▶ [DATA IN THIS EXERCISE]:
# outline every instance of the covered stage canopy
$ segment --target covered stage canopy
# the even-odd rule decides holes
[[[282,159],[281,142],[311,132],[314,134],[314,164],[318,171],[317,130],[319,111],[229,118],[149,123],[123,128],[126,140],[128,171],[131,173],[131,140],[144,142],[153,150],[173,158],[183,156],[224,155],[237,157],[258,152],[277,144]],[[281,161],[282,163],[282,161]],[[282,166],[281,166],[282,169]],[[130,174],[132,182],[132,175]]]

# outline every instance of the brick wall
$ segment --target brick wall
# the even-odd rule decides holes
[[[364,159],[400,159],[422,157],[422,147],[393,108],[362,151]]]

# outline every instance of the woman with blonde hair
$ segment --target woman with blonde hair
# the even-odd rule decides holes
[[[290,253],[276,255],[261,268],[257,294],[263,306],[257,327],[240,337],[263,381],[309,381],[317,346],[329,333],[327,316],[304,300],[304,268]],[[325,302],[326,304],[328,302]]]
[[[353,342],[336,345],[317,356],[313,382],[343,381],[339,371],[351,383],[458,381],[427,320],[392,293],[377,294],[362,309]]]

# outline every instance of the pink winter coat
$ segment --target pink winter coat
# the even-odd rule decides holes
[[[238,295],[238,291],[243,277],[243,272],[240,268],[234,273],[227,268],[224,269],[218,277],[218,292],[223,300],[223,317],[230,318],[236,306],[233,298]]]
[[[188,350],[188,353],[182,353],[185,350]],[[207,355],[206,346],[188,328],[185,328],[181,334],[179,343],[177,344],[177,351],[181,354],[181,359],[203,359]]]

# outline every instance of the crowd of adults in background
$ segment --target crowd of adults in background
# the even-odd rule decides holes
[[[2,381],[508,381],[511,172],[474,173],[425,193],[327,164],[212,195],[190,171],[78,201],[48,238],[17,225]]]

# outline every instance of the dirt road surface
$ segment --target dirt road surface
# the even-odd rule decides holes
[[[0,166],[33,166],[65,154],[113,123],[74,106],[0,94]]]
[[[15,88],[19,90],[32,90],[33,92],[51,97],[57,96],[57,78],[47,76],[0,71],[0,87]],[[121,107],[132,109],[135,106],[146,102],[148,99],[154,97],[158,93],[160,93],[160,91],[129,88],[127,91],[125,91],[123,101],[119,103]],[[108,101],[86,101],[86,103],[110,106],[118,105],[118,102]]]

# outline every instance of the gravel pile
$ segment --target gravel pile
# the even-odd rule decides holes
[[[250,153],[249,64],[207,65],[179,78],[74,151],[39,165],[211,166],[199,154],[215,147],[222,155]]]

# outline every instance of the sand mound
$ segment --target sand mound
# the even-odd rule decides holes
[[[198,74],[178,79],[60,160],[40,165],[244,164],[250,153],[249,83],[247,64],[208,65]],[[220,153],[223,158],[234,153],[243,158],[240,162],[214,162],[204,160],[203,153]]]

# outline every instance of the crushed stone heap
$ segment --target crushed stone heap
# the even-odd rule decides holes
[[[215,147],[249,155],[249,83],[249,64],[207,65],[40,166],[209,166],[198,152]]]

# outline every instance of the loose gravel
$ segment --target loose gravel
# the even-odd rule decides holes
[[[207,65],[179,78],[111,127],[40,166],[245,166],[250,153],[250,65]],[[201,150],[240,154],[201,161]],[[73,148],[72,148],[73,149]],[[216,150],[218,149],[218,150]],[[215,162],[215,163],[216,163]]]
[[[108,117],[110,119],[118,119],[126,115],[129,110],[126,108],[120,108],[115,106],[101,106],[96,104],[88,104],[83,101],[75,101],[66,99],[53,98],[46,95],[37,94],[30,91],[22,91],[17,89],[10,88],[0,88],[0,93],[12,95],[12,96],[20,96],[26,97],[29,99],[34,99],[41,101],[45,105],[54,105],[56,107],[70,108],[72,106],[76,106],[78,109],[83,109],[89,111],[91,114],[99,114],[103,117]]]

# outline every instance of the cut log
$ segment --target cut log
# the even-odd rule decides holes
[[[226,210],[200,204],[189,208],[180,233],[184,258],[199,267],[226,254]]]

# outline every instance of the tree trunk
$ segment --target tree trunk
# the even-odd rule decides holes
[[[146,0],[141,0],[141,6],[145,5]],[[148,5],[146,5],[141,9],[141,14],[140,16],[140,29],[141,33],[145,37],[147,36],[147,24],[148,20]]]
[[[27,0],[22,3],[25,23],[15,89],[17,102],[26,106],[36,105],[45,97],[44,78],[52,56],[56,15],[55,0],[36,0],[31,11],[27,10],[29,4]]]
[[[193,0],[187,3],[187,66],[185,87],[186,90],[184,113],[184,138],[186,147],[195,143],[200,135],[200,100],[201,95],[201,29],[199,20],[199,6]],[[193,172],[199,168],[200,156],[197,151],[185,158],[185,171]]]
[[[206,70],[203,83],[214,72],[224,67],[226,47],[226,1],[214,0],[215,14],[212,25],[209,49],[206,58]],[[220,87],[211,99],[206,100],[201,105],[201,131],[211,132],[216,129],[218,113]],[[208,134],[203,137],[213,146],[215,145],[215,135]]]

▶ [WHAT TO DO]: Please rewrite all of the records above, replacing "even-odd rule" with "nonzero winding rule" wherever it occurs and leaving everything else unchanged.

▶ [SOLUTION]:
# outline every instance of the covered stage canopy
$ segment --target covered stage canopy
# the nonzero winding rule decides holes
[[[282,159],[281,142],[311,132],[314,134],[314,164],[318,171],[317,130],[319,111],[229,118],[149,123],[123,128],[126,140],[128,171],[131,173],[131,140],[144,142],[153,150],[173,158],[183,156],[224,155],[237,157],[258,152],[277,144]],[[281,161],[282,163],[282,161]],[[282,166],[281,166],[282,169]],[[130,174],[132,182],[132,175]]]

# outline every instance of the brick wall
$ segment --target brick wall
# the nonzero winding rule decides holes
[[[364,159],[400,159],[422,157],[422,147],[393,108],[362,151]]]

# outline every instance of the woman with blonde hair
$ segment --target woman with blonde hair
# the nonzero winding rule decides holes
[[[290,253],[276,255],[261,268],[257,294],[263,306],[257,327],[240,337],[263,381],[309,381],[317,346],[329,333],[327,316],[304,300],[304,268]],[[325,302],[326,304],[328,302]]]
[[[353,342],[336,345],[317,356],[313,382],[343,381],[339,371],[351,383],[458,381],[427,320],[392,293],[377,294],[362,309]]]

# outline every instance of the pink winter coat
$ segment --target pink winter coat
# the nonzero winding rule decides holes
[[[238,295],[238,291],[243,277],[243,272],[240,268],[234,273],[227,268],[224,269],[218,277],[218,292],[223,300],[223,317],[230,318],[236,306],[233,298]]]
[[[188,350],[188,353],[182,353],[185,350]],[[207,355],[206,346],[188,328],[185,328],[181,334],[179,343],[177,344],[177,351],[181,354],[181,359],[203,359]]]

# outline every instance of the crowd of adults in background
$ segment --target crowd of adults in background
# the nonzero winding rule decides holes
[[[2,381],[508,381],[511,172],[474,173],[425,193],[327,164],[212,195],[190,171],[78,201],[48,238],[17,225]]]

# outline every instance of the dirt road surface
$ segment --target dirt road surface
# the nonzero winding rule decides holes
[[[0,166],[33,166],[65,154],[113,123],[74,106],[0,94]]]
[[[15,88],[19,90],[32,90],[33,92],[51,97],[57,96],[57,78],[47,76],[0,71],[0,87]],[[121,107],[132,109],[135,106],[146,102],[148,99],[154,97],[158,93],[160,93],[160,91],[129,88],[127,91],[125,91],[123,101],[119,103]],[[108,101],[86,101],[86,103],[110,106],[118,105],[118,102]]]

# outline every instance of the gravel pile
$ segment --target gravel pile
# the nonzero winding rule decides holes
[[[250,153],[249,64],[207,65],[179,78],[74,151],[39,165],[211,166],[199,154],[215,147],[222,155]]]

# outline every instance of the sand mound
$ segment --target sand mound
# the nonzero winding rule decides holes
[[[198,74],[178,79],[60,160],[40,165],[244,164],[250,153],[249,83],[247,64],[208,65]],[[220,153],[223,158],[234,153],[243,158],[240,162],[214,162],[204,160],[203,153]]]

# outline every instance of the crushed stone heap
$ segment --target crushed stone heap
# the nonzero winding rule decides holes
[[[215,147],[249,155],[249,83],[249,64],[207,65],[40,166],[209,166],[198,152]]]

# outline every instance of the loose gravel
$ segment --target loose gravel
# the nonzero winding rule decides holes
[[[207,65],[179,78],[111,127],[40,166],[245,166],[250,153],[250,65]],[[201,150],[240,154],[201,161]],[[73,148],[72,148],[73,149]],[[216,150],[218,149],[218,150]],[[215,162],[215,163],[216,163]]]
[[[108,117],[110,119],[118,119],[126,115],[129,110],[126,108],[120,108],[115,106],[101,106],[96,104],[88,104],[83,101],[75,101],[66,99],[53,98],[46,95],[37,94],[30,91],[22,91],[17,89],[10,88],[0,88],[0,93],[12,95],[12,96],[20,96],[26,97],[29,99],[34,99],[41,101],[45,105],[54,105],[56,107],[70,108],[72,106],[76,106],[78,109],[83,109],[89,111],[91,114],[99,114],[103,117]]]

# outline every instance of the cut log
$ segment --target cut log
# the nonzero winding rule decides holes
[[[226,210],[200,204],[189,208],[180,233],[184,258],[199,267],[226,254]]]

# outline every instance of the tree trunk
$ segment --target tree trunk
# the nonzero winding rule decides holes
[[[146,0],[141,0],[141,6],[145,5]],[[148,5],[146,5],[141,9],[141,14],[140,16],[140,29],[141,33],[145,37],[147,36],[147,24],[148,20]]]
[[[27,0],[22,3],[25,23],[15,89],[17,102],[26,106],[36,105],[45,97],[44,78],[52,56],[56,15],[55,0],[36,0],[31,11],[27,10],[29,4]]]
[[[193,0],[187,3],[187,66],[185,87],[186,90],[184,113],[184,138],[186,147],[195,143],[200,135],[200,100],[201,95],[201,29],[199,20],[199,6]],[[193,172],[199,168],[200,156],[197,151],[185,158],[185,171]]]
[[[206,70],[203,83],[214,72],[224,67],[226,47],[226,1],[214,0],[215,14],[212,25],[209,49],[206,58]],[[220,87],[211,99],[206,100],[201,105],[201,131],[211,132],[216,129],[218,113]],[[208,134],[203,137],[213,146],[215,145],[215,135]]]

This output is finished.